* **WORK TO COMPLETE**:
Could you retype the records below exactly as they appear, skipping any pictures?

[Stored data entries]
##########
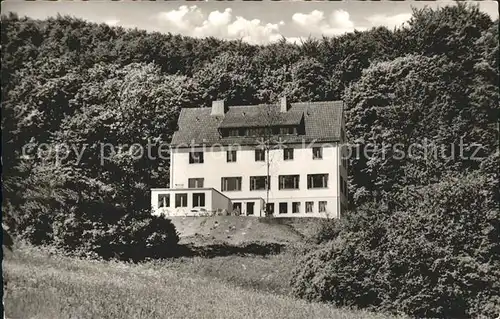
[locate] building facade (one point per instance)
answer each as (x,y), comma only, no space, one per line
(283,160)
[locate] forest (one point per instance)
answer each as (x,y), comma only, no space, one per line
(423,233)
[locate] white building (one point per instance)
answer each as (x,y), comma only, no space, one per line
(220,161)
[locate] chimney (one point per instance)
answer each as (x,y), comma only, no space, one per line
(284,105)
(218,107)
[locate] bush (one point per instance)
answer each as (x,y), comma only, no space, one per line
(436,255)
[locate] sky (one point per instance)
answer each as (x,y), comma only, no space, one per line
(256,22)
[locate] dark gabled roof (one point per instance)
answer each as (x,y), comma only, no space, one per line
(322,122)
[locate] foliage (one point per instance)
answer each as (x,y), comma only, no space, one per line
(424,239)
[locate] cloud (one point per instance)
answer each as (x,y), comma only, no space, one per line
(316,23)
(190,20)
(389,21)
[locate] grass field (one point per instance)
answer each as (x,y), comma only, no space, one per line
(41,285)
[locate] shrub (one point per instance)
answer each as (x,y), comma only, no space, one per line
(435,255)
(113,234)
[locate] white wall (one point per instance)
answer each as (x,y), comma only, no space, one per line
(215,167)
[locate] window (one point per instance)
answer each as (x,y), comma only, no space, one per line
(231,156)
(181,200)
(309,207)
(198,199)
(317,153)
(258,183)
(317,181)
(289,182)
(250,206)
(283,208)
(260,155)
(270,208)
(195,182)
(163,200)
(195,157)
(231,184)
(322,206)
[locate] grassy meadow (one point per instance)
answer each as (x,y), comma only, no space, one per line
(45,285)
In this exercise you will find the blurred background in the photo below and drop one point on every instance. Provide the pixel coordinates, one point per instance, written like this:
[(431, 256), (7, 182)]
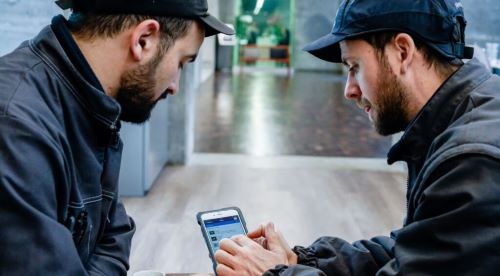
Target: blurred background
[(259, 124)]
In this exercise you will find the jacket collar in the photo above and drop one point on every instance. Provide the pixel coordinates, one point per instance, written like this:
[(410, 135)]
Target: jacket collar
[(76, 74), (438, 113)]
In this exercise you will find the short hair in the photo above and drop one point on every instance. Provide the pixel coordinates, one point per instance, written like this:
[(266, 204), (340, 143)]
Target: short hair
[(91, 26), (444, 66)]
##########
* **REPLY**:
[locate] building facade (one point per instance)
answer each as (x,y), comma only, no space, one per line
(283,160)
[locate] forest (one point per instance)
answer each as (x,y), comma only, no space, one per line
(423,233)
[locate] white building (one point per instance)
answer each as (x,y), comma only, no space, one per line
(220,161)
[locate] chimney (one point per instance)
answer each as (x,y), comma only, no space, one per line
(284,105)
(218,107)
[locate] bush (one point per instance)
answer each as (x,y), comma only, no space, one per line
(436,255)
[locate] sky (one point per instance)
answer each as (x,y), comma only, no space, one per line
(256,22)
[locate] dark gabled roof (one point per instance)
answer each as (x,y), comma only, no space, one per line
(322,122)
[locate] foliage (one point per instance)
answer each as (x,y), comma only, no space, one per line
(424,239)
[locate] cloud (one point per instance)
answer each as (x,y), comma only, no space, one per line
(316,23)
(190,20)
(389,21)
[locate] grass field (one point per instance)
answer each as (x,y), comma only, no space, one per line
(41,285)
[locate] shrub (one point per instance)
answer each as (x,y), comma only, no space, one per line
(435,255)
(113,234)
[locate] white wall (one point per instance)
answer each as (x,y), comma only, no space, one per line
(215,167)
[locate] window (one point per instance)
answer each as (x,y), comma only, no space, one per line
(231,156)
(181,200)
(309,207)
(198,199)
(317,153)
(258,183)
(317,181)
(289,182)
(250,206)
(283,208)
(260,155)
(270,208)
(195,182)
(163,200)
(195,157)
(231,184)
(322,206)
[locate] grassy meadow (one point per instance)
answer each as (x,y), comma only, no space, one per line
(45,285)
In this exercise you will find the blurred background in the photo below and drop one point on every instance. Provide the pixel coordinates, one point per instance, written like this:
[(431, 256), (7, 182)]
Target: blurred background
[(259, 124)]
In this exercise you will find the jacket collar in the photo above and drop one point on every instance. Provide the pixel coordinates, one point per instance, written like this:
[(410, 135)]
Target: jacket collar
[(76, 74), (438, 113)]
In this exercise you will find the short hair in the photo above and drop one point on every instance. Provide the pixel coordinates, one point per instance, written like this:
[(266, 204), (340, 143)]
Target: short hair
[(91, 26), (444, 66)]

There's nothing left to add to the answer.